### Short task:
Copy the records from the line containing "Expected content: statue pedestal." through the line containing "203 158 273 257", swapping "stone foliage carving" for "carved stone foliage" and keeping everything else the same.
[Begin Source material]
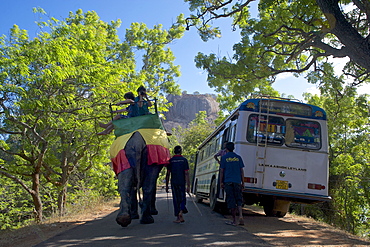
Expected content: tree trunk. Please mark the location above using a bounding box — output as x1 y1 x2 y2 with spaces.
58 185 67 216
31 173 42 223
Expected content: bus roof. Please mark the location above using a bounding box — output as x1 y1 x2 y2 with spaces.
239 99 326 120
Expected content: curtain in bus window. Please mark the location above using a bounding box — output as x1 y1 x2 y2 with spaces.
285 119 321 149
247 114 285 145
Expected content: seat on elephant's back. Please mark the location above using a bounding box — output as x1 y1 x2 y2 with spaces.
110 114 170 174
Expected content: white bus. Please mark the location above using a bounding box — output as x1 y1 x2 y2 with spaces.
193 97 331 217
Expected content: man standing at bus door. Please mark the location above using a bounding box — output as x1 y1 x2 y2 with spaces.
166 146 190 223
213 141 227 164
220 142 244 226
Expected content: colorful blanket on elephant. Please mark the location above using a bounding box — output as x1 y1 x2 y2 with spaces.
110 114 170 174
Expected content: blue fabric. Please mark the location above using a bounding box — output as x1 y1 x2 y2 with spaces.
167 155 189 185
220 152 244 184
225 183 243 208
[End Source material]
[Begin Source material]
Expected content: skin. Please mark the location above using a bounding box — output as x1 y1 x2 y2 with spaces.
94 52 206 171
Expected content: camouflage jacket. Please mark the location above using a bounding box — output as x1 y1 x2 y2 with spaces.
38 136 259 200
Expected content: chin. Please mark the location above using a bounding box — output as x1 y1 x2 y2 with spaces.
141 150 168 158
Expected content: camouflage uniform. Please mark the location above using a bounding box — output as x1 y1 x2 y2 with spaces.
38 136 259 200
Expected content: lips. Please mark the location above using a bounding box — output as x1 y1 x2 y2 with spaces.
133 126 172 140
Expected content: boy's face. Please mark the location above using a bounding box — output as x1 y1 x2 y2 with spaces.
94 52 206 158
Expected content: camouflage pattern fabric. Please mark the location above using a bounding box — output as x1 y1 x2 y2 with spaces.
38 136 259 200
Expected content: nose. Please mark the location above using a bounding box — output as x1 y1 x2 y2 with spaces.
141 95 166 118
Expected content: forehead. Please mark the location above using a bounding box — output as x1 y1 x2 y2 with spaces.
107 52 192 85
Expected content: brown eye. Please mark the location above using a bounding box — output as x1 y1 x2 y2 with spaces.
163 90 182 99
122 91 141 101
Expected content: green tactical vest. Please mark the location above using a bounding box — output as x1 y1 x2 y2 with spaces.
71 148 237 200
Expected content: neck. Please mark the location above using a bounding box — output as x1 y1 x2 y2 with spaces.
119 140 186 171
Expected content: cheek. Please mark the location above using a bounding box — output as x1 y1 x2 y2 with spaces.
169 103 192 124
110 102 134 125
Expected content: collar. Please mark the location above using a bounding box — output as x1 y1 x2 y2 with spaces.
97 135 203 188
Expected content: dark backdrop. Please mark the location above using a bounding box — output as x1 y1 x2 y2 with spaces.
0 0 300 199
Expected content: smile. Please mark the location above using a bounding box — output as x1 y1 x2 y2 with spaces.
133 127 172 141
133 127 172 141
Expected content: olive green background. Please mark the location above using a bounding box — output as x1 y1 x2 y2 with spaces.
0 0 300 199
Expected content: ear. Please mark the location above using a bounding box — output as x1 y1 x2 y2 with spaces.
[End Source material]
[Begin Source material]
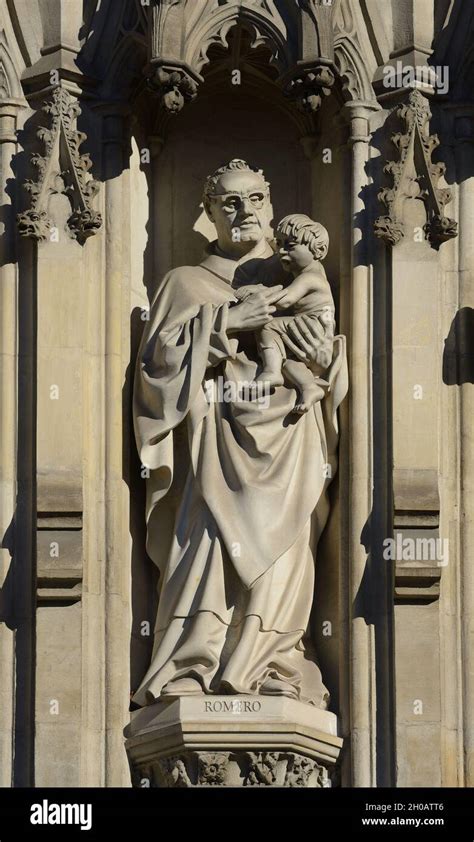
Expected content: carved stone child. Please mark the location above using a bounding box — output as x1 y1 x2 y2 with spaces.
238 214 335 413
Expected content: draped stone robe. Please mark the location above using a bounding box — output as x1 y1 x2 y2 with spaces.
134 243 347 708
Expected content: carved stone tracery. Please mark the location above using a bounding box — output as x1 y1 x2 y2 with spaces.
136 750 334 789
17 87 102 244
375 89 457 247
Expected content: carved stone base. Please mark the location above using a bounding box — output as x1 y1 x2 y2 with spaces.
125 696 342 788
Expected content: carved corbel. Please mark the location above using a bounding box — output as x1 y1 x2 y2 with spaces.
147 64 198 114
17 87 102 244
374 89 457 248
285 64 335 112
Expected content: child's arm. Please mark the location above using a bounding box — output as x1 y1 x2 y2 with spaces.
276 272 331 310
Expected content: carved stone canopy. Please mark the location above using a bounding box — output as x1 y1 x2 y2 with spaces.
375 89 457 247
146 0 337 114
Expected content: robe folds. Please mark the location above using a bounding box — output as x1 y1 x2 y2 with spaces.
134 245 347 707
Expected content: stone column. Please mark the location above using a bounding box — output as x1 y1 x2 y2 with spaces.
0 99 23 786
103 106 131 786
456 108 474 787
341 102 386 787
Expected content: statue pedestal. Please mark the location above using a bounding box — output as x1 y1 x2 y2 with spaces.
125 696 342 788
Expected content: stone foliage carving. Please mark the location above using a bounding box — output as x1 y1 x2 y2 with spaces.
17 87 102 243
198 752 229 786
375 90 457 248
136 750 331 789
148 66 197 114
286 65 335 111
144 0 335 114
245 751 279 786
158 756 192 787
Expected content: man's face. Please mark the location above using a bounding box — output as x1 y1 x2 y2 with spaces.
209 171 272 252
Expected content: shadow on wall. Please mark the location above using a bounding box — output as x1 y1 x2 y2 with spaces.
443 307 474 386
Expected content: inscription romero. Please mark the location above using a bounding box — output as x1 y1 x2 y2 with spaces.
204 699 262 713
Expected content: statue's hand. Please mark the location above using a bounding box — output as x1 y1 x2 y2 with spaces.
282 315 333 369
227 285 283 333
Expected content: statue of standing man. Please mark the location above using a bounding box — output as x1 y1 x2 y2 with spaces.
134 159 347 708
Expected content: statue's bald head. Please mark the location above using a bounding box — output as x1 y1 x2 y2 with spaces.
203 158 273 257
[End Source material]
### Result of this task:
Expected content: statue pedestal. Please mark the location above using a bounding box — output as x1 y1 x2 y2 with spaces.
125 696 342 788
Expected content: carved stone foliage. Please mark the location above using a bounding box — output as x1 y1 x2 y2 with spaces.
17 87 102 243
198 752 229 786
375 90 457 248
136 750 331 789
148 66 197 114
286 65 335 111
144 0 335 114
245 751 279 786
158 756 192 787
Expected content: man's face. Please mark the location above using a bounding box — output as x1 y1 x2 y2 with spaces.
209 171 272 252
Expected content: shadow on wall. Please mark the location above using a bounding box — output as x1 y1 x2 y2 with spaces.
443 307 474 386
Expected content: inscription romero. Please mark the location above using a bounding box — output as x1 y1 x2 y2 with spaces.
204 699 262 713
Expected content: statue's hand. Please mark the location above using a bounding box — output as x1 y1 x2 y2 with spaces.
282 315 333 369
227 285 283 333
Expected content: statue of standing man. Please mark the location above using a bounding box — output as x1 y1 x2 y2 with spaces.
134 159 347 708
Expected content: statue's bald head. Please mark the location above using a bounding box — output as x1 y1 x2 y2 with spaces.
203 158 273 257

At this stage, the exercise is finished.